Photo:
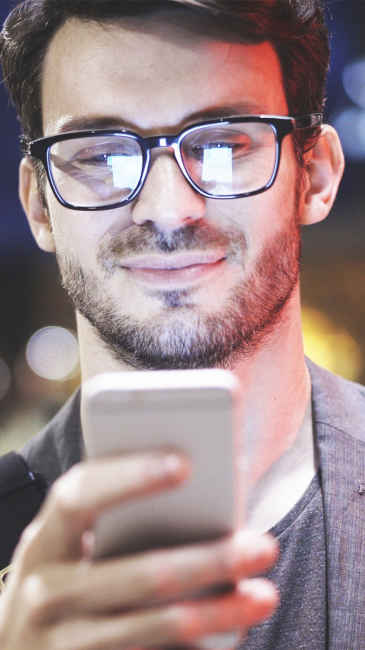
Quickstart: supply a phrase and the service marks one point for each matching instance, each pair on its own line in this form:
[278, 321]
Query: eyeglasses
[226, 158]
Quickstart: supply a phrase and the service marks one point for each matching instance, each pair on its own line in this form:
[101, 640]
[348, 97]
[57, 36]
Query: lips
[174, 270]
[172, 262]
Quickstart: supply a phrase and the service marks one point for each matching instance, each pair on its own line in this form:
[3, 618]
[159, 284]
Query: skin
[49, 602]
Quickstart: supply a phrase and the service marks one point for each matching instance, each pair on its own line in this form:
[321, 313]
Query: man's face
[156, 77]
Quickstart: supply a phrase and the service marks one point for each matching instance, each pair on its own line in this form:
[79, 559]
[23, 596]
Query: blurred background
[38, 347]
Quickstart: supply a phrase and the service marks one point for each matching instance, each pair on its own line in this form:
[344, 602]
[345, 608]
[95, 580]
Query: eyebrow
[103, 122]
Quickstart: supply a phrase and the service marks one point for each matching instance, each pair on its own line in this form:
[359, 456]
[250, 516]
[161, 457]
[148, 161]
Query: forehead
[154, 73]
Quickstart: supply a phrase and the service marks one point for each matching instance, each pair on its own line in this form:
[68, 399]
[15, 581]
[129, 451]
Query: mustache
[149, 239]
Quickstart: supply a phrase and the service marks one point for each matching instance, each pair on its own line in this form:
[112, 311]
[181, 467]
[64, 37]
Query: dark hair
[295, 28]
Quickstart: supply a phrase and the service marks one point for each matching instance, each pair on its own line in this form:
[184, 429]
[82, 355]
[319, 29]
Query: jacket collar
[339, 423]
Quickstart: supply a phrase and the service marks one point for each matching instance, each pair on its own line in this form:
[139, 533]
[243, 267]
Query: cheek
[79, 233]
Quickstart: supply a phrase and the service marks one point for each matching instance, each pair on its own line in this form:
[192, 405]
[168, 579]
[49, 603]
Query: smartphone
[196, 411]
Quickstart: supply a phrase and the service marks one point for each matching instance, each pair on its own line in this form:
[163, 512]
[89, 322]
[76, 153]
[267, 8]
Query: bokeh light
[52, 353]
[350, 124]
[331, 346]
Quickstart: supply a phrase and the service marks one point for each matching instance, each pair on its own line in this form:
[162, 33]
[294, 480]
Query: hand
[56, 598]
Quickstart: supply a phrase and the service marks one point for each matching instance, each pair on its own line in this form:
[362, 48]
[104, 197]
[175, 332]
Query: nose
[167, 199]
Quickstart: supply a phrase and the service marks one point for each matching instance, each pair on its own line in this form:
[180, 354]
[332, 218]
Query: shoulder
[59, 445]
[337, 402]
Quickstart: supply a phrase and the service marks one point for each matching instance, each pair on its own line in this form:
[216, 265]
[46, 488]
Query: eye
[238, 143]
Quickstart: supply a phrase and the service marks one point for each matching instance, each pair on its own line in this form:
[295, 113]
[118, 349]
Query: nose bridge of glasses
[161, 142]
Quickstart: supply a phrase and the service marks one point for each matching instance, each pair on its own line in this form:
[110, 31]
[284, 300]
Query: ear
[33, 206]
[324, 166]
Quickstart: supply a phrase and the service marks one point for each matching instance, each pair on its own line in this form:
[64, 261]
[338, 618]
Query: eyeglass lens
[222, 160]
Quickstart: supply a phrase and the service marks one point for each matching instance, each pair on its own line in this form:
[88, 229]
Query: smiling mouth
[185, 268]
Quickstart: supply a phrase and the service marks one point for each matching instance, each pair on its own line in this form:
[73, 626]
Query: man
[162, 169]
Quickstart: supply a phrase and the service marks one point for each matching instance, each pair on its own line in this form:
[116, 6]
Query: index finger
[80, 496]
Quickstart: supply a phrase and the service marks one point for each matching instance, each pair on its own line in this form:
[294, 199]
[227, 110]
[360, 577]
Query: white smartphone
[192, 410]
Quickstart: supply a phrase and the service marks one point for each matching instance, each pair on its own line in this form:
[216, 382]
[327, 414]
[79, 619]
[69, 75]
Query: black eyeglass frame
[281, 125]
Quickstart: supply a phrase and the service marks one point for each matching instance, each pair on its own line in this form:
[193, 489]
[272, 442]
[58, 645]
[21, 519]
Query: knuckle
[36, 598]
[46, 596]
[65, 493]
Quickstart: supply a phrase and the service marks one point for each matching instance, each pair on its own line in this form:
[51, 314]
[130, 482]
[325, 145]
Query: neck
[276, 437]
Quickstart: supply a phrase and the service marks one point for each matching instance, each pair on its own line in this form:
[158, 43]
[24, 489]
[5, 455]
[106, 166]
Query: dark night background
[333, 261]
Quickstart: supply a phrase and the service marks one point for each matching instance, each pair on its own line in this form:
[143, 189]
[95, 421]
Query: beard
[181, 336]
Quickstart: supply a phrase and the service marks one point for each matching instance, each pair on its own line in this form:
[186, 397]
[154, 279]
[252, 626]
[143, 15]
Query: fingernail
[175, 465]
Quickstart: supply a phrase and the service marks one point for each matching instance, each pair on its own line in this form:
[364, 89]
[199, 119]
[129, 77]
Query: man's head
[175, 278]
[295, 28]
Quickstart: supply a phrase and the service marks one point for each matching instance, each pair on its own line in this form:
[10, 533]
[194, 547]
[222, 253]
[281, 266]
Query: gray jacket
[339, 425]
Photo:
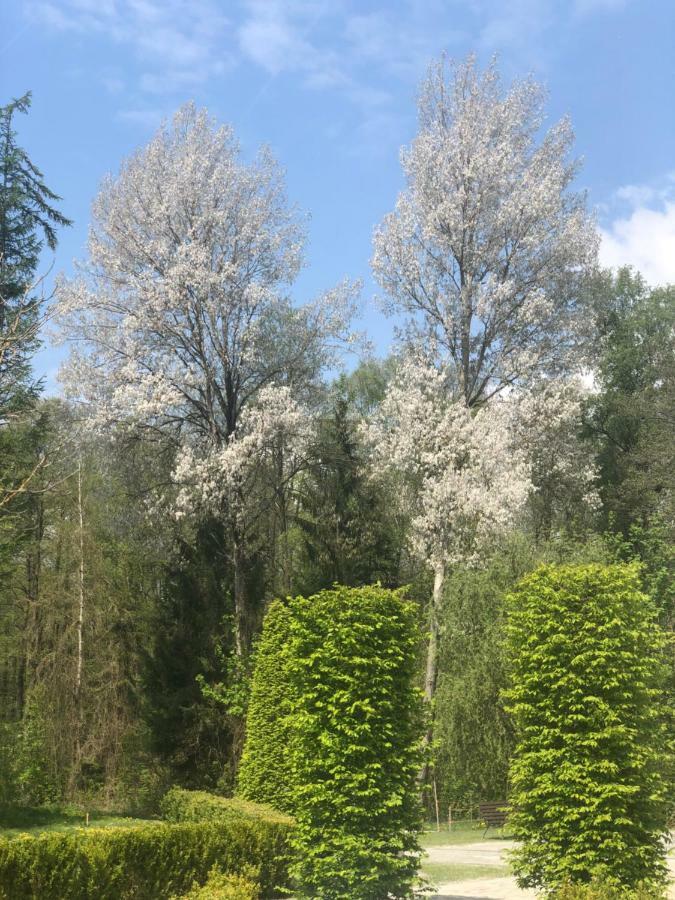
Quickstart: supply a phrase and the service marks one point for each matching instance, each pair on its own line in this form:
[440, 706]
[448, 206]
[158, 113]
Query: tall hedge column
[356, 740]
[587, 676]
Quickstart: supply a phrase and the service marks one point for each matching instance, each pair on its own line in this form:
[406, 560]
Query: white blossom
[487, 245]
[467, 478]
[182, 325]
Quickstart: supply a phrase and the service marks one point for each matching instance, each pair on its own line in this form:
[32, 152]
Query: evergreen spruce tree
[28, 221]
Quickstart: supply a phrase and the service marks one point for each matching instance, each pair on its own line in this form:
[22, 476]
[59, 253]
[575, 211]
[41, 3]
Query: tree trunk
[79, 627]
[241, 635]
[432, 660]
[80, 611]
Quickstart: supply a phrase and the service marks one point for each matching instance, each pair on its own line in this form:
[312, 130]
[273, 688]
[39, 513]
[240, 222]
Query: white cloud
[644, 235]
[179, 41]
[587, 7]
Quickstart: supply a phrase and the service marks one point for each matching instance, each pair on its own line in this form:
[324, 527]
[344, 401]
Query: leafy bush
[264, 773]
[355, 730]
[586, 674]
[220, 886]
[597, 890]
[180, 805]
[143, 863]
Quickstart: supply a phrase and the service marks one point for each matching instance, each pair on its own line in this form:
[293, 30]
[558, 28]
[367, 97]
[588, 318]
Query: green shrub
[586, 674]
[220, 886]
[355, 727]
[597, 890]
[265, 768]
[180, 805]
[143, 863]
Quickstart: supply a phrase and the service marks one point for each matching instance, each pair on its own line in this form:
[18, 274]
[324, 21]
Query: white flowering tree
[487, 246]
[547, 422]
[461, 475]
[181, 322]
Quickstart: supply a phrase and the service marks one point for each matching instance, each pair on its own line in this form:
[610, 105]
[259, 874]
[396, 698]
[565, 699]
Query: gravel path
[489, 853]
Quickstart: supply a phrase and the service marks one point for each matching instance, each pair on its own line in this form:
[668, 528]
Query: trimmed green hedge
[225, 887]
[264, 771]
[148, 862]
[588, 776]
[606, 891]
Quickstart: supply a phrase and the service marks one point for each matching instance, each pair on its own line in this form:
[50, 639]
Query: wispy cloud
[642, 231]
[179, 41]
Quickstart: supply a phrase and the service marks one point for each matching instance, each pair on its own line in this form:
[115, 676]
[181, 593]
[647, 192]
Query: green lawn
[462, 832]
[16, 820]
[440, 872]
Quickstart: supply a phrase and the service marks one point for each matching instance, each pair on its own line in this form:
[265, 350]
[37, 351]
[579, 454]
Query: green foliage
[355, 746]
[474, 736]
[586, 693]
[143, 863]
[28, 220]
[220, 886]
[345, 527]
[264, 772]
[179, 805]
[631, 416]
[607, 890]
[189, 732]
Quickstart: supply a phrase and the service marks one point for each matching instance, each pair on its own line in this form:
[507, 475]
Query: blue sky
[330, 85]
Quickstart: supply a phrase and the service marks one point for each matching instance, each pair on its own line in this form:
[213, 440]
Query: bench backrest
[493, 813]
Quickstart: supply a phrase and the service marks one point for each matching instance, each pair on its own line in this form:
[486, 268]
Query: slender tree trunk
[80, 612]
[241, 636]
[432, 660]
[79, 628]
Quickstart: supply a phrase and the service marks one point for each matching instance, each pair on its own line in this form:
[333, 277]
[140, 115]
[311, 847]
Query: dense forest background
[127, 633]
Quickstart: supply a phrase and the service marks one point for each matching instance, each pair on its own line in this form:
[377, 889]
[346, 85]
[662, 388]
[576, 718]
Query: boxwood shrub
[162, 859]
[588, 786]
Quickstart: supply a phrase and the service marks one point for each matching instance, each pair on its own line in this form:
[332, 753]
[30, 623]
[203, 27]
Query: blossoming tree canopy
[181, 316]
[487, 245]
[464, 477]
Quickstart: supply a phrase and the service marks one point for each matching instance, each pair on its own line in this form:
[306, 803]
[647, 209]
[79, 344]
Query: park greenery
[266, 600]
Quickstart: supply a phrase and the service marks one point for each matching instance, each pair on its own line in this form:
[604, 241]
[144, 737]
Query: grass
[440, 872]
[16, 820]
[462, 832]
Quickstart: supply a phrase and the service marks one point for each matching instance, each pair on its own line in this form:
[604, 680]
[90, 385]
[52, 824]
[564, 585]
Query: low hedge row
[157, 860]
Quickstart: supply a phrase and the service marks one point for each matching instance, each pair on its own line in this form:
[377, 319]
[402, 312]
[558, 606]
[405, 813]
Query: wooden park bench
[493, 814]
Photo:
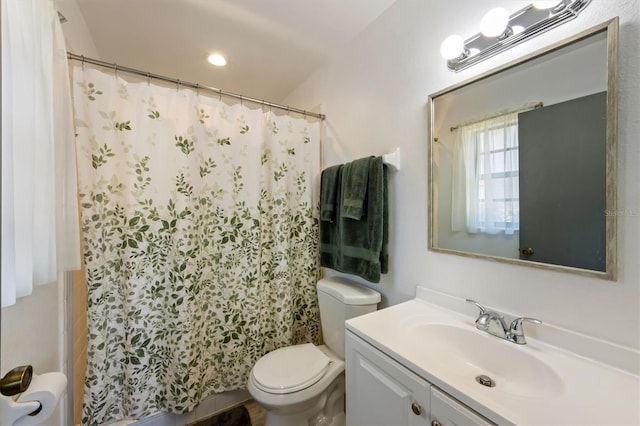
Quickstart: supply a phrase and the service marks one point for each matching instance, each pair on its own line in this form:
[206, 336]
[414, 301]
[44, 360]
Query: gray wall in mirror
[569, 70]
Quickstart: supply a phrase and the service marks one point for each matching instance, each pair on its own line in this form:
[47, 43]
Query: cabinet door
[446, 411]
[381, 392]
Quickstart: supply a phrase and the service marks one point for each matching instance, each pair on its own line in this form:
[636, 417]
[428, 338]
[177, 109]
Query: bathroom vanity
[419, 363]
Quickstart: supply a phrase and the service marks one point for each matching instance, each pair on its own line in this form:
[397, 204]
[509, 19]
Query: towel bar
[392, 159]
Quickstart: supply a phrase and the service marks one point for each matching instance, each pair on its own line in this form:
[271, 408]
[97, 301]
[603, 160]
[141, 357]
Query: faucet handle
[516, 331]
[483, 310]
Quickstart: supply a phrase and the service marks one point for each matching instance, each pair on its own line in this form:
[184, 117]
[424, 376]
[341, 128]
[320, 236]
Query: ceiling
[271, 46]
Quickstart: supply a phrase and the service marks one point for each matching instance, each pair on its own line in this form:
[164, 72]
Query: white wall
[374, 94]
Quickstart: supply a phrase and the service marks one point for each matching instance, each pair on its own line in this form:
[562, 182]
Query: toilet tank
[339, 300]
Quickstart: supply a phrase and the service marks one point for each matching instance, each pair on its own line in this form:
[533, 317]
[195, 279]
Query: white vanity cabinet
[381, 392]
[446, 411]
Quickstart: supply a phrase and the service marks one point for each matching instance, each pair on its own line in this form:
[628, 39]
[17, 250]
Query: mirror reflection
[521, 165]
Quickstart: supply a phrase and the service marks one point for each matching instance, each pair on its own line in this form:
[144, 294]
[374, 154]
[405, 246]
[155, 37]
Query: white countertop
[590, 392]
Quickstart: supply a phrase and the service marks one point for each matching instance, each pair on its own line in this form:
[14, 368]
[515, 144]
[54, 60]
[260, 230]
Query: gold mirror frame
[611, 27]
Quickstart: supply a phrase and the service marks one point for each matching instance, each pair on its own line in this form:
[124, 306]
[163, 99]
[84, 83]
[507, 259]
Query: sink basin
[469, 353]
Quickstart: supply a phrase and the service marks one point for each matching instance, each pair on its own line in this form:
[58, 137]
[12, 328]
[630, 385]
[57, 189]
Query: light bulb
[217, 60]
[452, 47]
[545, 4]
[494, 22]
====
▶ _DEINE AUFGABE_: Wähle aus der Auflistung oben jede Zeile aus, die das Wort „shrub“ enthält. Achte dabei auf Groß- und Kleinschreibung.

▶ _ERGEBNIS_:
Query: green shrub
Query: boxwood shrub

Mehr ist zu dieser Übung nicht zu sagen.